**Sezione del documento**
☆ ☆ ☆
Dimenticare la guerra (in casa)

Una recensione – in ritardo – a «Cagliari 1943: la guerra dentro casa», a cura di Pier Paolo Piludu (*)  

«E’ una invenzione vero?». Che nel 1943 Cagliari sia stata duramente bombardata era una tragedia che spesso ragazze e ragazzi non volevano credere quando Pier Paolo Piludu ne ha raccontato – per centinaia di volte – nelle scuole: «e allora perché i miei nonni non me lo hanno raccontato?».

Già, perché?

Eppure nel ’43 Cagliari fu quasi completamente distrutta e «dopo 70 anni» – come scrive il sindaco Massimo Zedda – «la città porta» ancora fisicamente i segni di quelle bombe, in quelli che oggi chiamiamo vuoti urbani: una sorta di percorso della distruzione che in quei mesi interessò l’80 per cento degli edifici cittadini».

Lo scorso maggio, il lavoro di ricerca che da anni Piludu ha portato avanti è diventato un libro, un gran bel testo da leggere: è «Cagliari 1943, la guerra dentro casa» con un doppio sottotitolo «Racconti e percorsi teatrali» – perché quella del teatro è la forma verso cui Piludu ha indirizzato la sua ricerca – e «La memoria attraverso gli occhi e le voci dei bambini del ’43». Il volume è completato da un racconto di Maria Giacobbe e dagli interventi di Giulio Angioni e Marco Mostallino: lo pubblica Aipsa edizioni (248 pagine per 20 euri) con drammatiche fotografie di quei giorni e le belle illustrazioni di Sabrina Anna Piras.

Ad aprire il testo è «Casteddu ’43» (Castello – Casteddu in sardo – è il quartiere più vecchio di Cagliari) un testo rappeggiantedi Dr. Drer&Crc Posse.

Introducendo il volume Piluduspiega che nel ’94 quando imperversava la guerra nell’ex Jugoslavia pensò, con i suoi compagni del Cada Die Teatro, di «portare in scena storie ambientate negli anni della seconda guerra mondiale: volevamo raccontare la guerra dal punto di vista di chi la subisce e stando dalla parte delle persone più deboli». Piludu inizia a scrivere una storia, «Famiglia Puddu»; nelle sue ricerche per documentarsi incontra due anziani di Villanova (altro quartiere cagliaritano): è un tassello di quel suo testo ma anche della comprensione di quanto fosse diversa e difficile da capire l’Italia di Mussolini da una parte e di come l’oblio abbia poi avvolto queste vicende.

Così, mentre continuano le repliche di «Famiglia Puddu», dal 2006 Piludu inizia a creare un archivio video dei testimoni dei bombardamenti: 120 persone che oggi hanno un’età compresa fra i 72 e i 101 anni. Ora molte di queste testimonianze sono nel libro: «non hanno pretese letterarie», annota Piludu, o storiografiche. E’ la viva voce di chi allora era giovane o giovanissimo e ha visto Cagliari «crollare», persone morire o salvarsi per un soffio: una intensità che si ritrova nello spettacolo teatrale (dal 2006 messo in scena) e ora nel libro omonimo.
☆ ☆ ☆
**Materiale mostrato**
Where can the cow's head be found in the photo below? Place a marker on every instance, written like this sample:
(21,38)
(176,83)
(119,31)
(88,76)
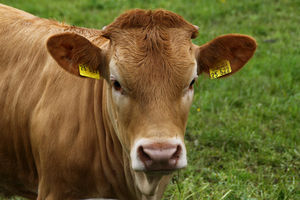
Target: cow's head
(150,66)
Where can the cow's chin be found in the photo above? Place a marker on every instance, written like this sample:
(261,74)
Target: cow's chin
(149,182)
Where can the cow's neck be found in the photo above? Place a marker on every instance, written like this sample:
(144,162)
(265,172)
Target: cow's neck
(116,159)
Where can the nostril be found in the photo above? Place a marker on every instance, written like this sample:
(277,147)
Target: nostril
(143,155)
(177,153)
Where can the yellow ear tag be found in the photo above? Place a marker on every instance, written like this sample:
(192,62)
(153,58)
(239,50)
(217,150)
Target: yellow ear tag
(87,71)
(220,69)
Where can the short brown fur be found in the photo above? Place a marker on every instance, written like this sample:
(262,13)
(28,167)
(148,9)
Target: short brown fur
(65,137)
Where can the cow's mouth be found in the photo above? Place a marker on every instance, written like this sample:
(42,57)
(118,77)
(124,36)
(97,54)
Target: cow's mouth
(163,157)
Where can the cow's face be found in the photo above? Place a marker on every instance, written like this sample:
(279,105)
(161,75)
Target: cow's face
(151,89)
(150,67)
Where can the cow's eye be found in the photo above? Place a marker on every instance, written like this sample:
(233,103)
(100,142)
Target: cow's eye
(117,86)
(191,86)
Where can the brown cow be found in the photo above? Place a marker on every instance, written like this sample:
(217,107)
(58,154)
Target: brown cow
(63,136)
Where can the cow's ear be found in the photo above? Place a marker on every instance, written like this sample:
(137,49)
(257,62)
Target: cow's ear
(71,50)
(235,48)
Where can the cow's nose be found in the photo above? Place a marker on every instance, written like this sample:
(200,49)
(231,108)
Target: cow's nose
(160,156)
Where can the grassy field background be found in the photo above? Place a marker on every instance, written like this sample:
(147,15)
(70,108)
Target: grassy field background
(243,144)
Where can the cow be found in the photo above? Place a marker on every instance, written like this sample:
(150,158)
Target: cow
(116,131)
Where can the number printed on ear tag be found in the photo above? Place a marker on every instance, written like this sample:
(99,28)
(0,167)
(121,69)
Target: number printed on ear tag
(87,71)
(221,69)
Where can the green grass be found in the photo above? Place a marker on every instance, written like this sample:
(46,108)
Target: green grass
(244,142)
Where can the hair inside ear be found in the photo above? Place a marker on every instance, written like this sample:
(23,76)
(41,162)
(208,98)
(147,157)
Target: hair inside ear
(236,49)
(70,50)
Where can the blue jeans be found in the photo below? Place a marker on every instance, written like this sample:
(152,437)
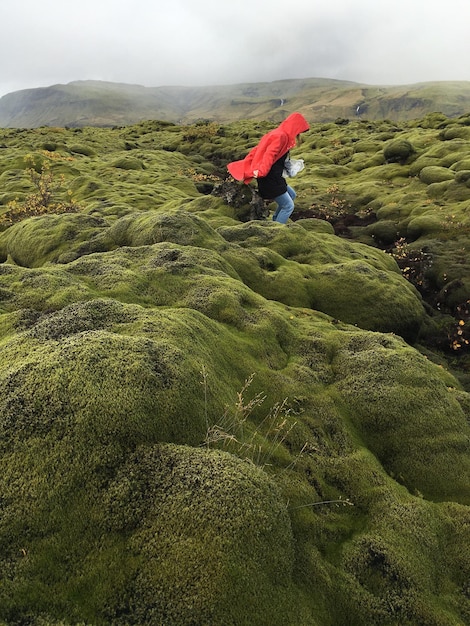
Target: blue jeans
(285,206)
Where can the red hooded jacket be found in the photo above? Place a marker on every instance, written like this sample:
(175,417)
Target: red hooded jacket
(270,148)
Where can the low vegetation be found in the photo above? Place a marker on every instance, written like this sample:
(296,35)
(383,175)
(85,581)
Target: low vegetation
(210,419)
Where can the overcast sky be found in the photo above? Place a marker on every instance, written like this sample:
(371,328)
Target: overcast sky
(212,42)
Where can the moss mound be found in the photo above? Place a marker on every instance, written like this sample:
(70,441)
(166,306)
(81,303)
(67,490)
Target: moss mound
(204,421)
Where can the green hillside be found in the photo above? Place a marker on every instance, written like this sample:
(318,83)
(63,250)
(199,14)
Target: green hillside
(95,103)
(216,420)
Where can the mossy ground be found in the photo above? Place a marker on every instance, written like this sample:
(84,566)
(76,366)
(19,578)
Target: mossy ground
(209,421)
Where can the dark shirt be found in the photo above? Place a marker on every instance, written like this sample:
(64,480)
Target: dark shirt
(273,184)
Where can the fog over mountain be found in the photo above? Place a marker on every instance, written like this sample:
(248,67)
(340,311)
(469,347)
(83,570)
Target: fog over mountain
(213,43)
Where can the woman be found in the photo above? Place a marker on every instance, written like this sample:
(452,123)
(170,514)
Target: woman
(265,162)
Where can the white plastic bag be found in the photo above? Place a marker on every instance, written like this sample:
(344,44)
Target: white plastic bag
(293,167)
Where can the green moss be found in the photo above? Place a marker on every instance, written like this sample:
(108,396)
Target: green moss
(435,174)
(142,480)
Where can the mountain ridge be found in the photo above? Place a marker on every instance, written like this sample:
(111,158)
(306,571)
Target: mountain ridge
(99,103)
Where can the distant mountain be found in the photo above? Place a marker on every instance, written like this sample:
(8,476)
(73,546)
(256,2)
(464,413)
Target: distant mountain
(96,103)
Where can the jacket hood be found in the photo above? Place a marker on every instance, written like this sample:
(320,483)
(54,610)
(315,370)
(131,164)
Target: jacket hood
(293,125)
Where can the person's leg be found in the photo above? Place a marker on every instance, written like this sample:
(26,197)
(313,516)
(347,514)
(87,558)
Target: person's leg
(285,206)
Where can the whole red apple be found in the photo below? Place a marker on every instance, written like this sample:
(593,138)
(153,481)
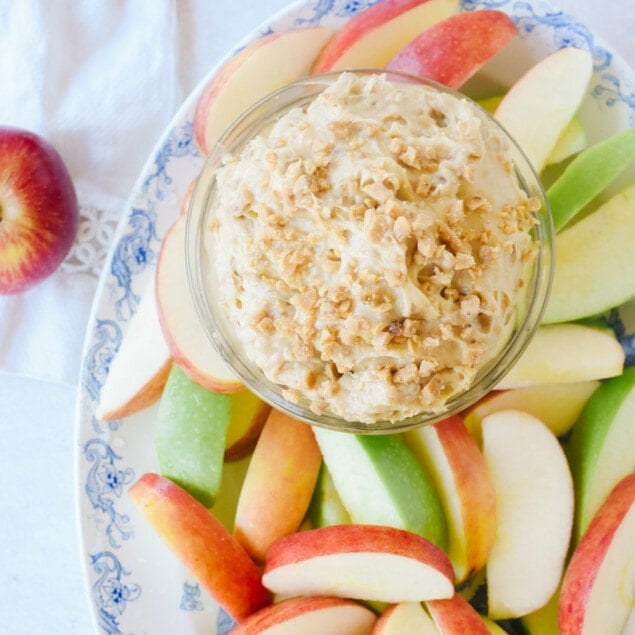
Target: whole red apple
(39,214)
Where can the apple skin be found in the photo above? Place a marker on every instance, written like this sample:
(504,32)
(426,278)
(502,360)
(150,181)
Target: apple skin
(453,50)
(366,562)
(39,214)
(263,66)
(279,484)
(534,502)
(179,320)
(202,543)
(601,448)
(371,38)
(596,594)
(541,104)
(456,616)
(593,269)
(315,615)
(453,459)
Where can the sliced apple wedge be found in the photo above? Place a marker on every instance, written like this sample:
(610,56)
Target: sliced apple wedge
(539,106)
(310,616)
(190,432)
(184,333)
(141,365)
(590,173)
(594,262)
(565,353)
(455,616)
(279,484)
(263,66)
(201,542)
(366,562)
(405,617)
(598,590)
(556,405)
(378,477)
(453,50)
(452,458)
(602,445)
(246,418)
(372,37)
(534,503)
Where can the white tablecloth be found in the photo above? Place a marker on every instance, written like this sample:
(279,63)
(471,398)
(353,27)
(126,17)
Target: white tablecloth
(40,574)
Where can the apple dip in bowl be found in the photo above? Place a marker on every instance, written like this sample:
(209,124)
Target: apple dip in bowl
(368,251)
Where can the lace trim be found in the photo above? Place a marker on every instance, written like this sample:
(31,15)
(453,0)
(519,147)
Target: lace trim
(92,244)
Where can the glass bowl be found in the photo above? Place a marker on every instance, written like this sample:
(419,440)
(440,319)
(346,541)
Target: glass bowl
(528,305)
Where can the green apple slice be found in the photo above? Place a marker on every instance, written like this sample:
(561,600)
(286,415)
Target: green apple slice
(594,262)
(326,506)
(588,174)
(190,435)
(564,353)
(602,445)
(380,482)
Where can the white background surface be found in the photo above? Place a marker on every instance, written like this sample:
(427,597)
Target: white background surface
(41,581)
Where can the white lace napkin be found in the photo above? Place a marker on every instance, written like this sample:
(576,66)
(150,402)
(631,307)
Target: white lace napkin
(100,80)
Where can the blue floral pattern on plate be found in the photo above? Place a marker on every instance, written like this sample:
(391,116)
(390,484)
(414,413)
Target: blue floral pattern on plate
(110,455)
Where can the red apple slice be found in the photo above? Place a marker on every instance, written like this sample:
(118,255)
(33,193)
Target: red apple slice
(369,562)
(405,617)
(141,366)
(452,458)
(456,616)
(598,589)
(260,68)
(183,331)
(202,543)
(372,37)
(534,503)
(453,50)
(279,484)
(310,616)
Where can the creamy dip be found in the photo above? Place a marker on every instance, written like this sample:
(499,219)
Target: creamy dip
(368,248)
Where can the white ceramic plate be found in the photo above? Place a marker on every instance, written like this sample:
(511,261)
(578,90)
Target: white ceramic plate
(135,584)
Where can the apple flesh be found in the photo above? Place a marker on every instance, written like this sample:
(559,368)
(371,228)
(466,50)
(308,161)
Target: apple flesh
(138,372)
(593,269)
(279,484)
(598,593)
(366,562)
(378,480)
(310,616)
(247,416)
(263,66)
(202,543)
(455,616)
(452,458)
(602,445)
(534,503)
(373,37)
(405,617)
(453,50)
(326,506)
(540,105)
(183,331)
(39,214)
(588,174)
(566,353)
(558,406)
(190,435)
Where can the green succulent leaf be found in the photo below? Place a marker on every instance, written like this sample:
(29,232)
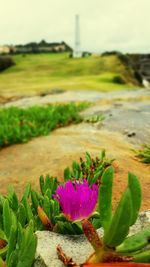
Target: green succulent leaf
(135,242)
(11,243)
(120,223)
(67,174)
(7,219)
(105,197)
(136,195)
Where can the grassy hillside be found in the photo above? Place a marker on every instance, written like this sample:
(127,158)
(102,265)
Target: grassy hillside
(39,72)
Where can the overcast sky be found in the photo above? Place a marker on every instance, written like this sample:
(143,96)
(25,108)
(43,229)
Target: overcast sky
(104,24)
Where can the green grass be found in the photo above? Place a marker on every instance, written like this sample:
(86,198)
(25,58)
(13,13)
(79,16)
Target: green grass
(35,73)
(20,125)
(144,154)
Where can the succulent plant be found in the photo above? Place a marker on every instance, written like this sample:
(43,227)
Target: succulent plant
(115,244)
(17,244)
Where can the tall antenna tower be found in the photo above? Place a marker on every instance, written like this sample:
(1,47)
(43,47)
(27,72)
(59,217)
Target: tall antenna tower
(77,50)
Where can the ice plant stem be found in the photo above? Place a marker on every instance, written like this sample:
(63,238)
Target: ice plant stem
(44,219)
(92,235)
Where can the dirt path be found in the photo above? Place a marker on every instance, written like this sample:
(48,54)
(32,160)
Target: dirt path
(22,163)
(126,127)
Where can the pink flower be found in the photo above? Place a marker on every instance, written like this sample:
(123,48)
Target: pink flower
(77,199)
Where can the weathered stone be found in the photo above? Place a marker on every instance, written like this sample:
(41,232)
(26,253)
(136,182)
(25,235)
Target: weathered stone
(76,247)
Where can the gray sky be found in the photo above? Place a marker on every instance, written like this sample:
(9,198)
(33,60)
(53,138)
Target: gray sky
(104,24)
☆ ☆ ☆
**Esercizi da svolgere**
1. Trascrivi dalla recensione su Cagliari 1943 il passo che va da «Dimenticare la guerra» fino a «Già, perché?» compreso.
2. Indica se ciascuna affermazione concorda con la recensione su Cagliari 1943, rispondendo sì o no e citando le parole del testo che lo stabiliscono: (a) il libro è pubblicato da Aipsa edizioni; (b) Piludu ha cominciato l'archivio video dei testimoni nel 1994; (c) i testimoni raccolti nell'archivio sono 120.
3. Prosegui la recensione su Cagliari 1943 a partire dal punto in cui si ferma.

**Risposte numerate**
1.
Dimenticare la guerra (in casa)

Una recensione – in ritardo – a «Cagliari 1943: la guerra dentro casa», a cura di Pier Paolo Piludu (*)  

«E’ una invenzione vero?». Che nel 1943 Cagliari sia stata duramente bombardata era una tragedia che spesso ragazze e ragazzi non volevano credere quando Pier Paolo Piludu ne ha raccontato – per centinaia di volte – nelle scuole: «e allora perché i miei nonni non me lo hanno raccontato?».

Già, perché?

2.
(a) Sì: «lo pubblica Aipsa edizioni».
(b) No: «dal 2006 Piludu inizia a creare un archivio video dei testimoni dei bombardamenti».
(c) Sì: «120 persone che oggi hanno un’età compresa fra i 72 e i 101 anni».

3.
Nel libro prima delle testimonianze ci sono le riflessioni di Giulio Angioni su «bombe, sfollamento e fame di campagna» – una delle tante facce della guerra che di solito viene taciuta – e di Marco Mostallino su «demoni e angeli da su xelu prenu» cioè l’altra faccia delle bombe, diari e documenti dei nemici (di coloro cioè che bombardarono Cagliari, spesso ragazzini). Anche angeli? Sì, perché alcuni dei nemici salvano una bimba – ribattezzata Carol – e anni dopo scrivono in Sardegna per capire dove sia finita.

Il cuore del libro – oltre 100 pagine – sono «gli occhi e le voci» di chi nel ’43 era un bambino o una bambina. Raccontano tragedie e dolori talvolta rilette con la maturità degli adulti e talaltra con un fermo immagine sui ricordi infantili. Eppure a volte, nelle elaborazioni successive, i nodi politici emergono: «c’è un aspetto che mi ha sempre colpito […] e che in parte non è stato messo in evidenza: perché questo accanimento dei bombardamenti alleati su Cagliari?» così Paolo Fadda che azzarda una serie di risposte, compresa una sorta di tragica pre-tattica militare («facciamo finta di voler sbarcare in Sardegna mentre poi la nostra meta è la Sicilia»).

Duilio Casula nel ’43 è un giovane medico: rammenta che nell’ospedale mancava un vero rifugio, che fra un bombardamento e l’altro lui ascoltava Radio Londra, che gli sfollati all’inizio erano ben accolti nei paesi ma poi… troppi problemi con tutta questa gente da sfamare.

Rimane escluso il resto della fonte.